(Material to process)

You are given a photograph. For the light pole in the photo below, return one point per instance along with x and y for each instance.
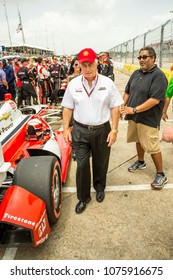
(171, 22)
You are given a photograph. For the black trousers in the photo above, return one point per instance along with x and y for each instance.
(85, 143)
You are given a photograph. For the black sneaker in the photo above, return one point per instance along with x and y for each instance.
(137, 166)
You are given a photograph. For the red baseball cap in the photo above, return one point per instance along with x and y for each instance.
(87, 55)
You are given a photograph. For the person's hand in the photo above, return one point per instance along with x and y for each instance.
(112, 136)
(164, 116)
(128, 110)
(67, 136)
(122, 112)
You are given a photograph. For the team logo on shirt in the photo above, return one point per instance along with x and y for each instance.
(78, 90)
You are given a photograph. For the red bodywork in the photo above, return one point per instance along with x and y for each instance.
(20, 207)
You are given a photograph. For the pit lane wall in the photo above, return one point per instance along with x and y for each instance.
(130, 68)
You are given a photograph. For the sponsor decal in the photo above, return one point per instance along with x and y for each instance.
(4, 129)
(4, 116)
(18, 219)
(42, 239)
(78, 90)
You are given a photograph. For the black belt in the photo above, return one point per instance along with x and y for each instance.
(90, 127)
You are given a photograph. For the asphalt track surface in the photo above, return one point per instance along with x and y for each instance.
(132, 223)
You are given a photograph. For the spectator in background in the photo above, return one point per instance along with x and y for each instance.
(10, 77)
(144, 99)
(169, 94)
(3, 82)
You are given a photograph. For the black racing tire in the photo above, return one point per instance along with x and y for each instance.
(41, 176)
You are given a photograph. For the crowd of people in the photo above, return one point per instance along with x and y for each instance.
(93, 102)
(39, 80)
(97, 107)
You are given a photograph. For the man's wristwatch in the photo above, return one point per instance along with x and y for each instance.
(134, 110)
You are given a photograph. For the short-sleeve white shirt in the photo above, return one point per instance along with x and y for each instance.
(94, 109)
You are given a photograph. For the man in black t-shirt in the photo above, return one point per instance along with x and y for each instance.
(144, 99)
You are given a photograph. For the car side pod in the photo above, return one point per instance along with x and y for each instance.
(21, 210)
(65, 149)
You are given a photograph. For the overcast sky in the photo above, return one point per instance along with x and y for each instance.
(67, 26)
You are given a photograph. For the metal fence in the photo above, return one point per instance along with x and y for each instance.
(160, 38)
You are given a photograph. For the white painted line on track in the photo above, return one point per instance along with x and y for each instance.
(119, 188)
(10, 254)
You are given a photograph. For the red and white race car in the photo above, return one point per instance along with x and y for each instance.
(33, 165)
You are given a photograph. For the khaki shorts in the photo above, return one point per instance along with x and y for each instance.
(147, 136)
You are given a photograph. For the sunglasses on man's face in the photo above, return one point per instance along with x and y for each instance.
(143, 57)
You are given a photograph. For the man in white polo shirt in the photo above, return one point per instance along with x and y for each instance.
(93, 99)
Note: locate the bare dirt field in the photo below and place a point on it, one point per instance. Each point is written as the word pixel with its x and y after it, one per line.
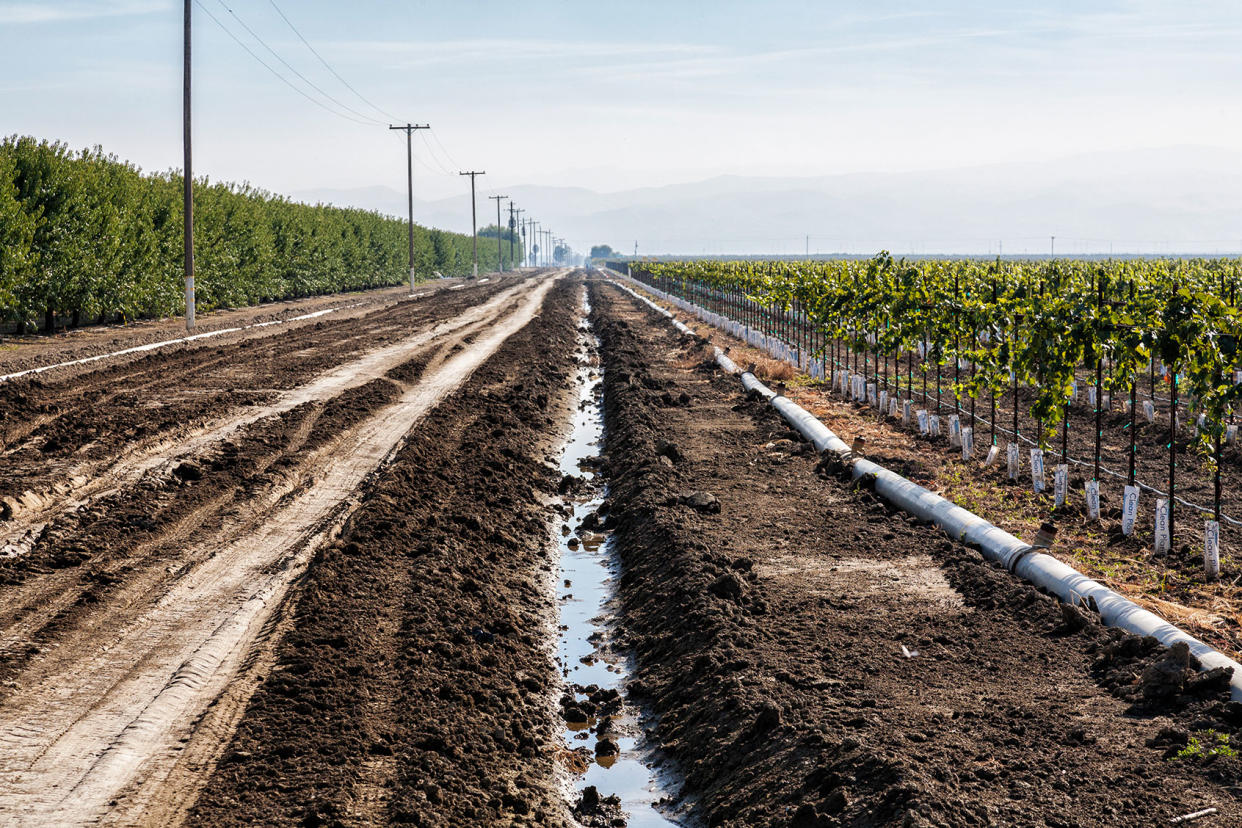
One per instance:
pixel 312 575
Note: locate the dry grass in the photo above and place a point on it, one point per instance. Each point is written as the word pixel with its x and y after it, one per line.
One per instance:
pixel 1175 592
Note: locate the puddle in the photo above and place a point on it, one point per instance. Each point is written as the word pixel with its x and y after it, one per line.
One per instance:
pixel 601 730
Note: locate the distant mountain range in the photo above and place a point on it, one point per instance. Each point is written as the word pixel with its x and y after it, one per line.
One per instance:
pixel 1183 199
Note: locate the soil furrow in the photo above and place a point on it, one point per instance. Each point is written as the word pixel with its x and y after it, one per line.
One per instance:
pixel 93 715
pixel 815 659
pixel 416 684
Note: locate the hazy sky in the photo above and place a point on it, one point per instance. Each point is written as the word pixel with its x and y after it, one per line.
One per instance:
pixel 619 94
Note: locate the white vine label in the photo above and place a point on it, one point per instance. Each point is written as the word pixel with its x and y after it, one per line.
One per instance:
pixel 1163 541
pixel 1211 549
pixel 1092 490
pixel 1129 509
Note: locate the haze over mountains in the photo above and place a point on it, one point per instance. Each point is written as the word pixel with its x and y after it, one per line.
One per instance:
pixel 1183 199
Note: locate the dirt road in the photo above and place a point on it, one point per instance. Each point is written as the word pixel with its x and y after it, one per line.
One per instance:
pixel 309 577
pixel 116 642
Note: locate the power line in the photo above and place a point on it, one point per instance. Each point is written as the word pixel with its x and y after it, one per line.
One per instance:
pixel 452 162
pixel 268 67
pixel 434 157
pixel 328 66
pixel 290 66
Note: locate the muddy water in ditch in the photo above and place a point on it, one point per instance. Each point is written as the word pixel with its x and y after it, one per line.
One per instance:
pixel 602 731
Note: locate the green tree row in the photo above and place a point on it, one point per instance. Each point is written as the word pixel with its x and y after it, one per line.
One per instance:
pixel 86 236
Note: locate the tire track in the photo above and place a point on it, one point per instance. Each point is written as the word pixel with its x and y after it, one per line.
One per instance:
pixel 71 741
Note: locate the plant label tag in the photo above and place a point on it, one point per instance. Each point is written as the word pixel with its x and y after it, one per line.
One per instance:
pixel 1037 469
pixel 1060 484
pixel 1161 545
pixel 1211 549
pixel 1129 509
pixel 1092 490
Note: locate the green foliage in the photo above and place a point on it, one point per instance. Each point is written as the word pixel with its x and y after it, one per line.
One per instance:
pixel 87 236
pixel 1040 320
pixel 1211 746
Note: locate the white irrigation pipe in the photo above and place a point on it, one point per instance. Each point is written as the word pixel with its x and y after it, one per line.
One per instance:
pixel 1024 560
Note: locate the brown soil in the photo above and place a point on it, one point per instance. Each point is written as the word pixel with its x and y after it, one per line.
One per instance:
pixel 50 423
pixel 1173 585
pixel 769 637
pixel 35 350
pixel 416 684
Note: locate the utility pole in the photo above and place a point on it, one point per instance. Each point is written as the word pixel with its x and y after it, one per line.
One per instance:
pixel 473 214
pixel 514 220
pixel 409 183
pixel 188 183
pixel 499 253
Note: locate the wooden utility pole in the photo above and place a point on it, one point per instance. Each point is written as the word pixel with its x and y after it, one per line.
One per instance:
pixel 188 179
pixel 499 251
pixel 473 214
pixel 409 183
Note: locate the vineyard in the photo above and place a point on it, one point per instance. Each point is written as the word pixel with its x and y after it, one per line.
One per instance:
pixel 86 237
pixel 1045 356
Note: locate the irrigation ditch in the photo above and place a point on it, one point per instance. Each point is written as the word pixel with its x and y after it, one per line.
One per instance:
pixel 595 581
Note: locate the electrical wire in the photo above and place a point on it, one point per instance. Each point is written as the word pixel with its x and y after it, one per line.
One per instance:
pixel 452 162
pixel 268 67
pixel 290 66
pixel 328 66
pixel 432 154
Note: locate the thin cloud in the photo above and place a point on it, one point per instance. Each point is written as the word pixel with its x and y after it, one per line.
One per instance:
pixel 458 51
pixel 51 13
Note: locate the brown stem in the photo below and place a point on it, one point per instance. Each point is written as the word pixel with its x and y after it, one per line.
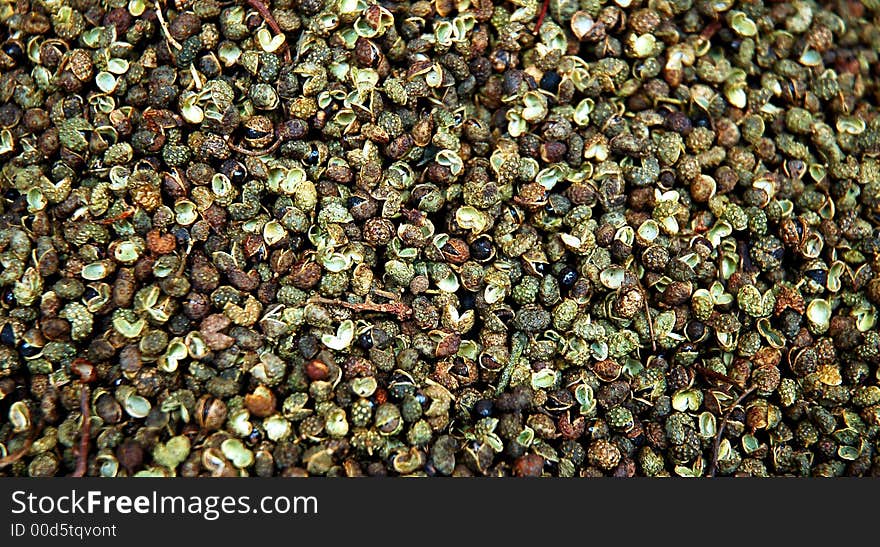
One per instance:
pixel 544 7
pixel 15 456
pixel 262 152
pixel 270 20
pixel 723 425
pixel 650 325
pixel 716 376
pixel 82 456
pixel 398 308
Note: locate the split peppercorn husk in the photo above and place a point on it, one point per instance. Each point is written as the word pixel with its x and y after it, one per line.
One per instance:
pixel 350 237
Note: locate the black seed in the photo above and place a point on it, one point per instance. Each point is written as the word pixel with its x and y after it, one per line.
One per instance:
pixel 695 330
pixel 28 350
pixel 313 156
pixel 89 293
pixel 7 335
pixel 550 81
pixel 182 236
pixel 253 134
pixel 459 367
pixel 484 407
pixel 481 249
pixel 567 277
pixel 819 276
pixel 238 173
pixel 14 51
pixel 365 339
pixel 9 298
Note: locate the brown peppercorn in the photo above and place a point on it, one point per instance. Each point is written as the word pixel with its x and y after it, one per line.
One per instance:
pixel 305 275
pixel 317 370
pixel 529 465
pixel 378 232
pixel 261 402
pixel 603 454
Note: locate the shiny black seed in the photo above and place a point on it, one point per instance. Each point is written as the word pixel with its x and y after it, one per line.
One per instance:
pixel 313 156
pixel 695 330
pixel 7 335
pixel 467 300
pixel 483 408
pixel 89 293
pixel 9 298
pixel 702 121
pixel 567 277
pixel 14 51
pixel 253 134
pixel 550 81
pixel 365 339
pixel 237 174
pixel 481 249
pixel 27 350
pixel 354 201
pixel 819 276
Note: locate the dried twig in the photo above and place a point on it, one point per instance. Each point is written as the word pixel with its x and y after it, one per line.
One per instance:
pixel 164 26
pixel 273 24
pixel 82 456
pixel 15 456
pixel 723 425
pixel 650 325
pixel 398 308
pixel 544 7
pixel 274 146
pixel 717 376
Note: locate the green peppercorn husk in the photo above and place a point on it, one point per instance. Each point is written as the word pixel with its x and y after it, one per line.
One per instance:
pixel 424 240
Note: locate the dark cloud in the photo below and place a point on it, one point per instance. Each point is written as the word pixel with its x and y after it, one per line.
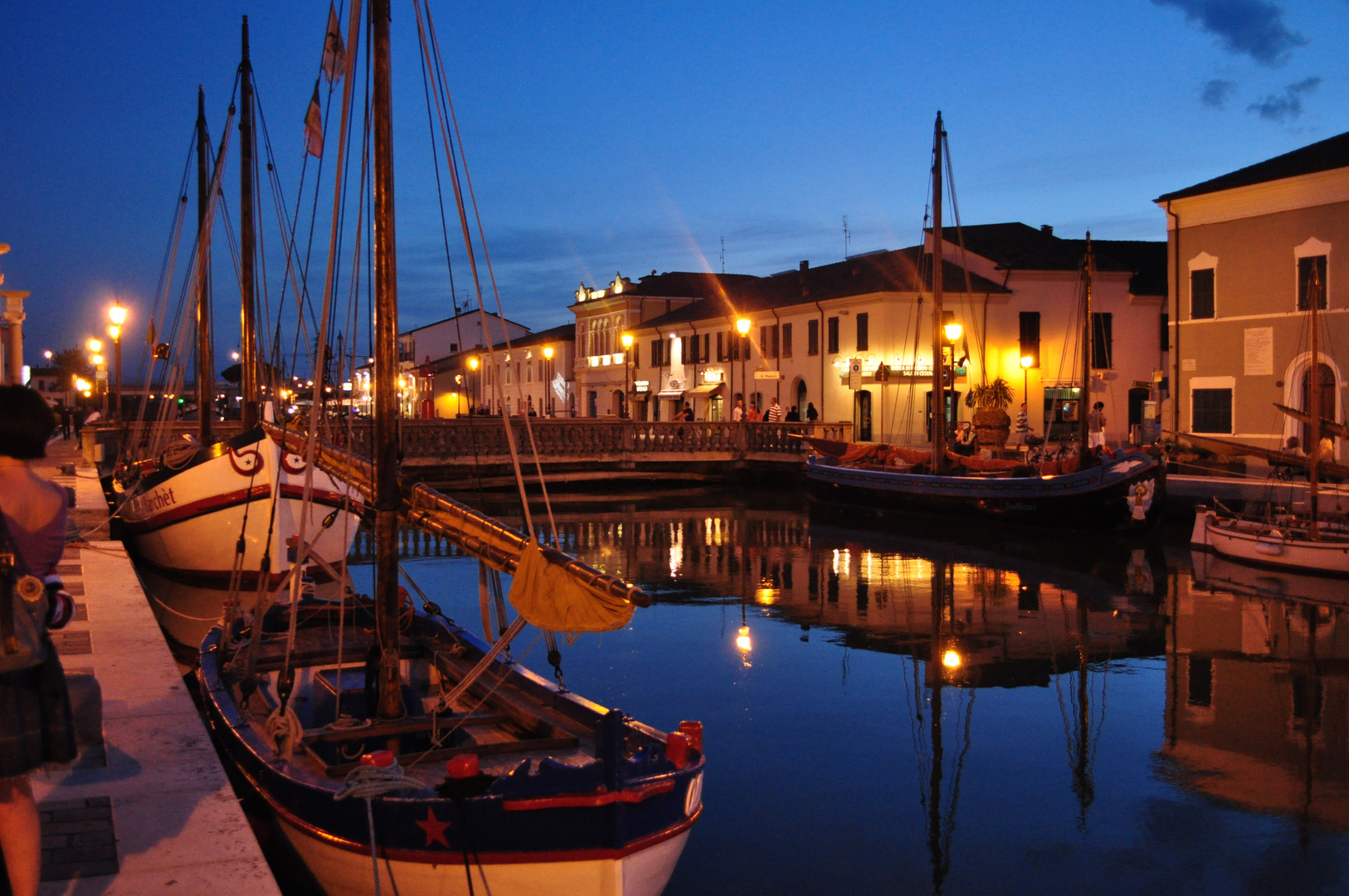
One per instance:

(End Material to process)

Say how many lines in the records hold the string "dirt", please, and add no other words.

__Completed task__: 2